··· Passage shown

Update 16 Dec 2020: Lonesome Polecat II B-17 Descendants & Friends
Seventy-Seven Years Ago Today, 16 Dec 1943
10 Brave US Airmen, 95th Bomb Group, 8th Air Force, Horham AFB, UK
▪ Seventy-seven years ago today, 16 Dec 1943, the B-17 called Lonesome Polecat II departed the main runway at Horham Airfield, UK as part of 631 other aircraft as part of a large 8th Air Force mission to destroy the submarine construction facilities near Bremen, Germany. These large subs had caused great havoc and death in the North Atlantic Ocean, sinking many ships and killing thousands of crew, soldiers, and others. On board were 10 young Americans on their first combat mission in WWII:
• Pilot Fred Delbern, Co-Pilot Don Neff, Navigator Pete Jackson, Bombardier Ed Woollen, Engineer Loren Dodson, Radio Eugene Darter, Waist Gunners Charlie Schreiner & Frank Lee, Ball Turret Gunner Doral Hupp, and Tail Gunner Robert McKeegan.
• They had been under intensive training for over a year and had already risked great danger, but this was their first combat mission in WWII. Yes, they knew of the extreme danger that lay ahead of them, as they had read all the newspaper articles and had been on base for over 6 weeks in training and witnessed one of their 95th B-17s crashing and killing all 10 crew just after takeoff from their runway. And they had watched day after day the missing aircrafts and empty beds that never returned from their missions and the shot-up crew members taken off some aircraft. When asked if they were scarred, four of the survivors told me “no”, but they were very excited and just focused on their mission ahead! What happened to them on that 16 Dec 1943 winters day over Germany and The Netherlands was absolutely horrendous as nearly all were injured, several badly, and three paid the ultimate sacrifice.
▪ Charlie Schreiner summed it up in an amazing letter he wrote just after the end of the war, when pilot Fred Delbern’s heartbroken wife Geri asked him to write to her everything he could remember about the mission and what happened to Fred (the love of her life, and that love never ended as she told me on her 100th birthday a few years ago). Here is Charlies remarkable statement about his crewmates:
“Our entire crew was strongly attached to Freddie. Each man in the crew admired, respected and loved Fred in a man’s way . . . Del always treated every man in the crew equally and with consideration. As a plane commander he could not be beat and as a pilot he was aces. Us guys should know because we lived and breathed flying together. Del often said to other pilots that he felt plenty lucky that he had a crew of competent men.
When the showdown came, we gave our best. Personally, I feel confident every man in our crew was qualified to carry his job through to the end without question or hesitation. Our ten men fought splendidly as a team and I am proud that I had the privilege to fight side by side with such swell guys. Under desperate combat conditions you find exactly what men are made of—and that is why I feel as strongly as I do about my crewmates.”

······

◆ Things to do ◆
- 1) From the Lonesome Polecat II update, list every crew member whose assigned role is a kind of gunner, along with that role.
- 2) Pick up the Lonesome Polecat II update after its final paragraph and write what comes next.

··· Data excerpts

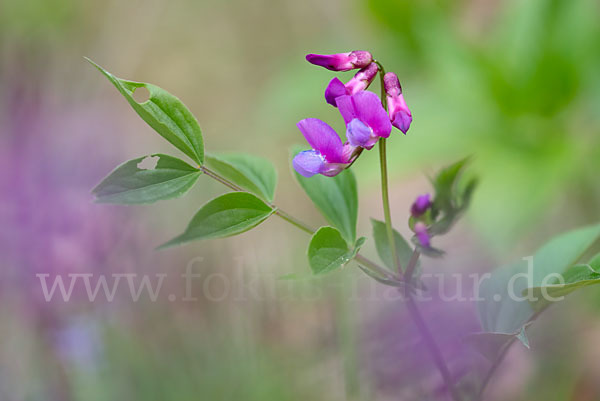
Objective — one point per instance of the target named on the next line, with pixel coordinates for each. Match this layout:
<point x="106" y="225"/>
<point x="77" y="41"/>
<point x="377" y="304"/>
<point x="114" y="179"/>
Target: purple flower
<point x="328" y="155"/>
<point x="341" y="61"/>
<point x="399" y="113"/>
<point x="422" y="234"/>
<point x="359" y="82"/>
<point x="365" y="118"/>
<point x="422" y="203"/>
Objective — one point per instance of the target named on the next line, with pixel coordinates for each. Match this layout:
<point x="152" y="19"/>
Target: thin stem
<point x="295" y="222"/>
<point x="428" y="338"/>
<point x="384" y="180"/>
<point x="494" y="368"/>
<point x="299" y="224"/>
<point x="412" y="264"/>
<point x="386" y="203"/>
<point x="431" y="346"/>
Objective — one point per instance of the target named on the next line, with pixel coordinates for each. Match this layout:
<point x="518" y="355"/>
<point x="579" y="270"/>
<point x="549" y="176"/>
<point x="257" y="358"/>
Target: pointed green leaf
<point x="227" y="215"/>
<point x="147" y="179"/>
<point x="252" y="173"/>
<point x="328" y="250"/>
<point x="575" y="277"/>
<point x="165" y="113"/>
<point x="445" y="184"/>
<point x="491" y="345"/>
<point x="382" y="244"/>
<point x="337" y="198"/>
<point x="501" y="311"/>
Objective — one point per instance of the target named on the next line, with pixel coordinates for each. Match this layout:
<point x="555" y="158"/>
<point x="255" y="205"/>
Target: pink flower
<point x="358" y="83"/>
<point x="400" y="115"/>
<point x="341" y="61"/>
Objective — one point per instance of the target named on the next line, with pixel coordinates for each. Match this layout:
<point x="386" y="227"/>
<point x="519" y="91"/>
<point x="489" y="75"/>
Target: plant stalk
<point x="386" y="204"/>
<point x="416" y="316"/>
<point x="428" y="339"/>
<point x="299" y="224"/>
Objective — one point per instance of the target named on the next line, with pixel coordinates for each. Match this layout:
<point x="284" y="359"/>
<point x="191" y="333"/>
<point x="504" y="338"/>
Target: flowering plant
<point x="324" y="172"/>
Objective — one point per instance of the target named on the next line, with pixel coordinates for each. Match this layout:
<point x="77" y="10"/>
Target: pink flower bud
<point x="359" y="82"/>
<point x="341" y="61"/>
<point x="422" y="234"/>
<point x="398" y="111"/>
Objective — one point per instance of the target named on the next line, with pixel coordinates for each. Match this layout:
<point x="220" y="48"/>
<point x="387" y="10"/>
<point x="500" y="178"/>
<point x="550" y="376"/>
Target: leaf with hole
<point x="328" y="250"/>
<point x="147" y="179"/>
<point x="224" y="216"/>
<point x="337" y="198"/>
<point x="165" y="113"/>
<point x="252" y="173"/>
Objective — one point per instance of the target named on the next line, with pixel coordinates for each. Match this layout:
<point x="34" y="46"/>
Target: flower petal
<point x="335" y="89"/>
<point x="308" y="163"/>
<point x="346" y="107"/>
<point x="358" y="133"/>
<point x="370" y="111"/>
<point x="322" y="138"/>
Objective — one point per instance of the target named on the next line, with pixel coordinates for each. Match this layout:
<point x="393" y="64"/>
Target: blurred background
<point x="513" y="82"/>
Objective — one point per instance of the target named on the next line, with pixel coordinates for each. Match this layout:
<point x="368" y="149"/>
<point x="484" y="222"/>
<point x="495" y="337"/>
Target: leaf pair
<point x="157" y="177"/>
<point x="165" y="113"/>
<point x="337" y="199"/>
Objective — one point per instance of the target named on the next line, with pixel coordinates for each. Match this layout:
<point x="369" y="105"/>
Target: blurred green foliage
<point x="514" y="83"/>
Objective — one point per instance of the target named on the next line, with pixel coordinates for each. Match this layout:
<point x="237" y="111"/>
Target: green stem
<point x="431" y="346"/>
<point x="428" y="339"/>
<point x="416" y="316"/>
<point x="300" y="225"/>
<point x="412" y="264"/>
<point x="384" y="180"/>
<point x="386" y="203"/>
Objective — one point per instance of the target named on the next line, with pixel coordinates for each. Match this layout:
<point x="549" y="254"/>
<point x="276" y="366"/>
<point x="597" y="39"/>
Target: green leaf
<point x="147" y="179"/>
<point x="227" y="215"/>
<point x="252" y="173"/>
<point x="337" y="198"/>
<point x="328" y="250"/>
<point x="501" y="311"/>
<point x="491" y="345"/>
<point x="575" y="277"/>
<point x="165" y="113"/>
<point x="382" y="244"/>
<point x="445" y="183"/>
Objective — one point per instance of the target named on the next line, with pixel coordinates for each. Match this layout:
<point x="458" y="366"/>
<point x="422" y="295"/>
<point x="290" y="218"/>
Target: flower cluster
<point x="365" y="117"/>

······

◆ Set of answers ◆
- 1) Charlie Schreiner (Waist Gunner), Frank Lee (Waist Gunner), Doral Hupp (Ball Turret Gunner), Robert McKeegan (Tail Gunner)

- 2)
Photo of Lonesome Polecat II B-17 crew: Front Row L to R: Don Neff, Pete Jackson, Fred Delbern, Ed Woollen; Top row L to R: Bob McKeegan, Doral Hupp, Loren Dodson, Charles Schreiner, Eugene Darter, and Frank Lee.
My Journey: My brother S/Sgt. Eugene Darter flew me (a 4-month-old baby) around our home on a pillow and then flew off to Europe and a bloody air-war against the Nazis. Two months later a telegram was received that he was shot down and had vanished (e.g., MIA) on his first combat mission over Germany. For years, I was told that he was still alive and would come home anytime. Then late one night in 2000, my fingers typed “B-17” into Yahoo Search and suddenly there appeared many stories of people searching for their MIA fathers, brothers, and grandfathers. My magical fingers wasted no time and in record speed wrote several emails to promising sources asking for help to locate my MIA brother. Within a couple of days, I knew that his name (and Fred Delbern’s name) were engraved on the Wall of Missing at the American Cambridge Cemetery in the UK (was even sent a photo). Next, that his B-17 (from the 95th BG) had crashed near a Dutch island in the North Sea called Texel! Shockingly, the names of the 10 crew members were included and my magical fingers again quickly located phone numbers for a couple of crewmembers.
Imagine, those same fingers then dialed one of the numbers and a woman answered and I asked if crewmate “Doral Hupp” who flew in WWII lived there? “You’re in luck” Winnie Hupp said, he is sitting right here on the sofa! An equally shocked Doral spent the next two hours telling me how he found Eugene in a pool of blood on the floor of the Radio Room and that he had lost a one-on-one machine gun battle with an attacking ME109 Nazi fighter. Doral stopped his bleeding and got him up and put his parachute on him and watched as he bailed out into total fog below just before he and other crewmembers bailed. Hearing all this, I was totally overcome with emotion.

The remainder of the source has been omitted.